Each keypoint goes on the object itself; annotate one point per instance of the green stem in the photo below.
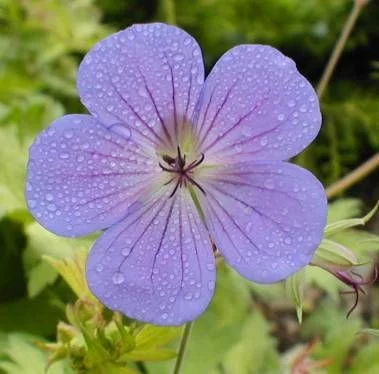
(339, 46)
(169, 11)
(182, 348)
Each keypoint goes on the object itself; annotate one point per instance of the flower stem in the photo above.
(354, 177)
(169, 11)
(182, 348)
(339, 46)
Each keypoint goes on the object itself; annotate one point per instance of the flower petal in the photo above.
(147, 77)
(266, 218)
(82, 177)
(156, 265)
(256, 104)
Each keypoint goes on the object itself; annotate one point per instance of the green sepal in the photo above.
(295, 290)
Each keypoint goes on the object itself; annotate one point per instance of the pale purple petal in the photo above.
(147, 77)
(266, 218)
(256, 105)
(82, 177)
(156, 265)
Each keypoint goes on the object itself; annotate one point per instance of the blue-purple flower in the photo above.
(173, 167)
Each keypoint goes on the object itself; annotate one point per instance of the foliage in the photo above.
(247, 328)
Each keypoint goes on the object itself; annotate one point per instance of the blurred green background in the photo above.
(248, 328)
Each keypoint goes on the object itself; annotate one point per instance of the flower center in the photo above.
(182, 173)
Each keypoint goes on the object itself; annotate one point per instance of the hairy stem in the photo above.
(354, 177)
(339, 46)
(169, 11)
(182, 348)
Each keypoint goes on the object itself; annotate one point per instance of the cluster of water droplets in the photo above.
(160, 267)
(81, 174)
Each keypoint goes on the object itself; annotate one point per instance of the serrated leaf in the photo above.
(72, 271)
(44, 243)
(219, 328)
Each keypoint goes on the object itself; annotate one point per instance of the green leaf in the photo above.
(325, 281)
(153, 336)
(374, 332)
(72, 271)
(13, 156)
(366, 361)
(148, 355)
(255, 351)
(343, 209)
(35, 316)
(44, 243)
(20, 355)
(295, 289)
(219, 328)
(338, 332)
(349, 223)
(335, 254)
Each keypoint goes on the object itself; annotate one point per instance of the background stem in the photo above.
(182, 348)
(339, 47)
(169, 11)
(354, 177)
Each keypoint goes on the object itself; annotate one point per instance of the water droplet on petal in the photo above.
(49, 197)
(121, 130)
(264, 141)
(32, 203)
(118, 278)
(68, 134)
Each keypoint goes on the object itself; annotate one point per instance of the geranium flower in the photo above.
(174, 167)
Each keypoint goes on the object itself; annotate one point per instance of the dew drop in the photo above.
(51, 207)
(269, 183)
(68, 134)
(99, 268)
(264, 141)
(49, 197)
(121, 130)
(118, 278)
(288, 240)
(32, 203)
(210, 266)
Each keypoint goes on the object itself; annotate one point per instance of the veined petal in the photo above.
(83, 177)
(147, 77)
(255, 104)
(156, 265)
(266, 218)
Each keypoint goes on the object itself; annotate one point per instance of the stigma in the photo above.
(182, 174)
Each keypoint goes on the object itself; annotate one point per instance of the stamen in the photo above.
(177, 166)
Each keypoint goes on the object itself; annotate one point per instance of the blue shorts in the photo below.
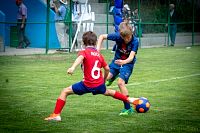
(80, 89)
(124, 72)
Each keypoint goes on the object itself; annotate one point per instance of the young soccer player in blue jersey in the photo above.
(125, 57)
(93, 81)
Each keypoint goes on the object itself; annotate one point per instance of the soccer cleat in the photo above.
(126, 112)
(108, 82)
(134, 101)
(53, 117)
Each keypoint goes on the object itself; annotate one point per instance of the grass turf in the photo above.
(168, 77)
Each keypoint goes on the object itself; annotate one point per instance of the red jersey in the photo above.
(92, 63)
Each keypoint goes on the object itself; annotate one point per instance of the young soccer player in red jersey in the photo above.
(93, 81)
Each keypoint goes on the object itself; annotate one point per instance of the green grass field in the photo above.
(168, 77)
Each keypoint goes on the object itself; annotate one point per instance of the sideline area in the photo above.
(28, 51)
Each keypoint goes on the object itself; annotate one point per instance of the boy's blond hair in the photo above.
(125, 29)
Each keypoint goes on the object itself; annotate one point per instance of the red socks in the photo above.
(120, 96)
(59, 106)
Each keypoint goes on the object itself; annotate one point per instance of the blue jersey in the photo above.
(123, 50)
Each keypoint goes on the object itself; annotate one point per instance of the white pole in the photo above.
(79, 25)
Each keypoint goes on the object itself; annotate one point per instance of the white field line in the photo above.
(157, 81)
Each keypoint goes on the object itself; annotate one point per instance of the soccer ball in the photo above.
(143, 105)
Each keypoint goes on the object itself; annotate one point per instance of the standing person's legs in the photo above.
(125, 73)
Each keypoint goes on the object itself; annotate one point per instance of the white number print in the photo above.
(95, 68)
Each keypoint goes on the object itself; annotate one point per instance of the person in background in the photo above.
(172, 25)
(21, 25)
(60, 11)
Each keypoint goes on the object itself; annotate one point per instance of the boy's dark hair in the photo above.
(125, 29)
(89, 38)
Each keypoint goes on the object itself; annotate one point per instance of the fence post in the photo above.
(193, 23)
(47, 26)
(139, 31)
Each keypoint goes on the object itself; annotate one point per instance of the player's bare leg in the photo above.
(60, 103)
(127, 107)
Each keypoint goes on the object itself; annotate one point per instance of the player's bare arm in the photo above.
(129, 59)
(77, 62)
(100, 41)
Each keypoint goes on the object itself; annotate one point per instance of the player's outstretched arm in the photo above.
(129, 59)
(100, 41)
(77, 62)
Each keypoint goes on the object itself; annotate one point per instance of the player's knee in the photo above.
(120, 83)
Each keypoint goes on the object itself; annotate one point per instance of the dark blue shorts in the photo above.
(124, 72)
(80, 89)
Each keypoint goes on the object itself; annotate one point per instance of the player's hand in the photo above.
(119, 62)
(70, 70)
(22, 26)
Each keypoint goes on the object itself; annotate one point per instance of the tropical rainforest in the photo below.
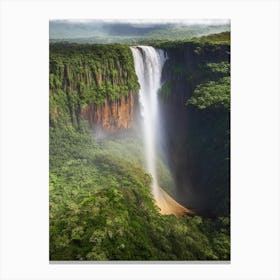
(101, 206)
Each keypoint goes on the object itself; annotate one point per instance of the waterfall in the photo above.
(148, 63)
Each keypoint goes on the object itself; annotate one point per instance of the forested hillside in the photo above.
(101, 206)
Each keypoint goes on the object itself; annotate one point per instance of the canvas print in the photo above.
(139, 140)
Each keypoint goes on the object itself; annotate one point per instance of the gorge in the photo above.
(166, 125)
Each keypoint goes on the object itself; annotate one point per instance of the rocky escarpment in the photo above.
(112, 115)
(196, 140)
(93, 82)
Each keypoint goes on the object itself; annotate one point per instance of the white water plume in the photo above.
(148, 63)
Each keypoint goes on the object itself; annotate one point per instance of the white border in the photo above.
(255, 138)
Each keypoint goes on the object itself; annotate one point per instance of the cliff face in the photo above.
(112, 115)
(93, 82)
(196, 141)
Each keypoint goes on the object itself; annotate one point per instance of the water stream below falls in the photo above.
(148, 66)
(148, 63)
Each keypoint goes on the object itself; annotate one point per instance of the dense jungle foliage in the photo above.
(101, 206)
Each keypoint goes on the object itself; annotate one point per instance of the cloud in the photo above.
(151, 21)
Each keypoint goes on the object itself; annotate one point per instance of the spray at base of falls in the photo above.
(148, 63)
(148, 67)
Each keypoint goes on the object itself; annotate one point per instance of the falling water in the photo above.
(148, 63)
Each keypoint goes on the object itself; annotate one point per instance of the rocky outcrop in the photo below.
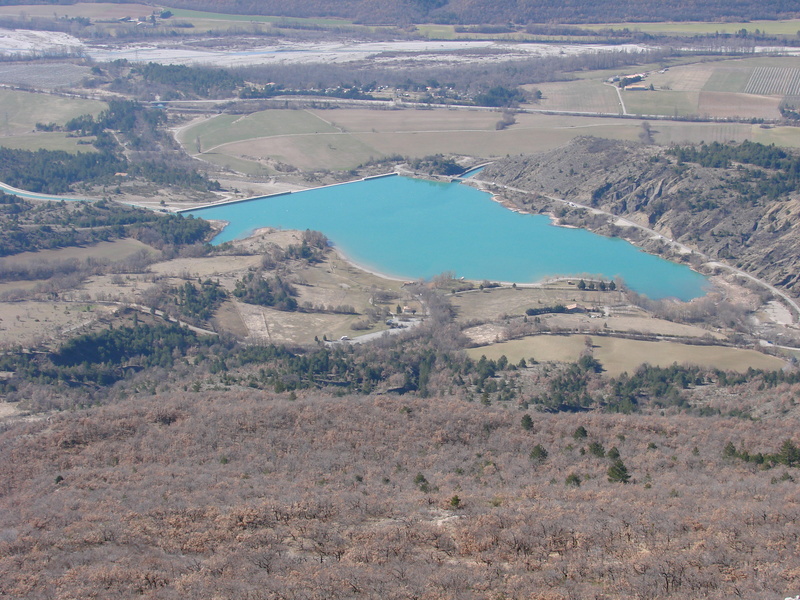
(709, 209)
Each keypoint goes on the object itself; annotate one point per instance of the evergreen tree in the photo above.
(618, 473)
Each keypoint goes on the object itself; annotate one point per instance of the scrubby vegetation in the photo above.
(29, 226)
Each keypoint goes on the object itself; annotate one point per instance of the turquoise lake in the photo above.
(413, 228)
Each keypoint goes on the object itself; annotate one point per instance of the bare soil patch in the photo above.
(721, 104)
(98, 10)
(620, 355)
(112, 251)
(31, 323)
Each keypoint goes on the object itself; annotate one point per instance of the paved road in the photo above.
(628, 223)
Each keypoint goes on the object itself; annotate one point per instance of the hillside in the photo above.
(486, 11)
(244, 494)
(725, 205)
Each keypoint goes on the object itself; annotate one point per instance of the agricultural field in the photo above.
(42, 75)
(345, 138)
(360, 135)
(204, 21)
(20, 111)
(786, 27)
(90, 10)
(750, 88)
(619, 355)
(586, 96)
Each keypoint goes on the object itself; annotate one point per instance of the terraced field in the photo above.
(774, 81)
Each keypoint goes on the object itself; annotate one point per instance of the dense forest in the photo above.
(246, 494)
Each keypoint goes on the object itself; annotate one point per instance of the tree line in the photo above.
(28, 226)
(485, 11)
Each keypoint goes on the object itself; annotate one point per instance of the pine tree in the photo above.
(618, 473)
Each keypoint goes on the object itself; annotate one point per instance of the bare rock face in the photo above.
(723, 212)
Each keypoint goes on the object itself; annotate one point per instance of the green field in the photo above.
(619, 355)
(224, 129)
(344, 138)
(788, 27)
(192, 15)
(665, 103)
(20, 111)
(728, 79)
(45, 141)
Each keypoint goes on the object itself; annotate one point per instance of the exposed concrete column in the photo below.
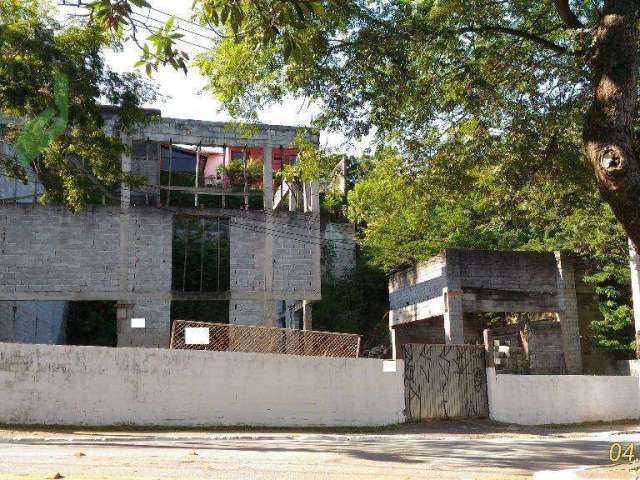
(124, 308)
(634, 263)
(452, 296)
(568, 314)
(267, 176)
(268, 305)
(307, 315)
(125, 165)
(315, 196)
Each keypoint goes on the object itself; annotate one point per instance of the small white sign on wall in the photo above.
(389, 366)
(137, 322)
(196, 336)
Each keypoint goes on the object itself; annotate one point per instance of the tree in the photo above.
(78, 162)
(413, 69)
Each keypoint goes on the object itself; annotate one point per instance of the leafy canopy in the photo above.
(77, 161)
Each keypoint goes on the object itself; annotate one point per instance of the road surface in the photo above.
(447, 450)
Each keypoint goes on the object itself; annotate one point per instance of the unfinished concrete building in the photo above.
(449, 298)
(212, 224)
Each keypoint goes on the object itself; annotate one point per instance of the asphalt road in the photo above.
(448, 450)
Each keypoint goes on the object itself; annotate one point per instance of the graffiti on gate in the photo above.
(445, 381)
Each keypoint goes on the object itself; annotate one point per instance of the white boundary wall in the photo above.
(64, 385)
(559, 399)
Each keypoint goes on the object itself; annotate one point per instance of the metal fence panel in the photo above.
(445, 381)
(244, 338)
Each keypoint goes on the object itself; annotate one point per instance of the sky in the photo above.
(184, 94)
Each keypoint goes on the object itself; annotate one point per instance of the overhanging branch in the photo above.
(548, 44)
(566, 14)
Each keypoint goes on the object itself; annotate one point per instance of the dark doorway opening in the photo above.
(92, 323)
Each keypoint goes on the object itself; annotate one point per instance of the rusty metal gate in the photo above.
(444, 381)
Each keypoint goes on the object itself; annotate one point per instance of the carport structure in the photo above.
(429, 301)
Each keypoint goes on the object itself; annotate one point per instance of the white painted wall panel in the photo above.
(64, 385)
(560, 399)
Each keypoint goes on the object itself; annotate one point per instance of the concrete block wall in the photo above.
(49, 251)
(98, 254)
(546, 354)
(523, 271)
(63, 385)
(193, 132)
(422, 282)
(294, 270)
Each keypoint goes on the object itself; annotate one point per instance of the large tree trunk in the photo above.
(608, 131)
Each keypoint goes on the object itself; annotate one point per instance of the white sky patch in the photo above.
(185, 98)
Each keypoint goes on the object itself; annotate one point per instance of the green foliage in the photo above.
(356, 304)
(78, 164)
(479, 201)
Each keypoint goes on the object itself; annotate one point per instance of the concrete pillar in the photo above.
(568, 314)
(315, 196)
(307, 315)
(267, 176)
(268, 307)
(125, 165)
(395, 347)
(453, 317)
(452, 296)
(634, 264)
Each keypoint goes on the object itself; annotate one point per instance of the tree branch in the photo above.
(548, 44)
(566, 14)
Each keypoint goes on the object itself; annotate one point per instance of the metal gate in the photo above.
(444, 381)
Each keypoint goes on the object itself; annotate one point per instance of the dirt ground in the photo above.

# TRY IT:
All lines from the one with "the metal gate in the photo above." through the final line above are to be quoted exactly; quote no other line.

# TASK ANSWER:
Each keypoint goes on the object itself; annotate one point per instance of the metal gate in the photo above.
(444, 381)
Each keypoint goes on the object itself; annotate one point per instance of the dirt ground in the photo above.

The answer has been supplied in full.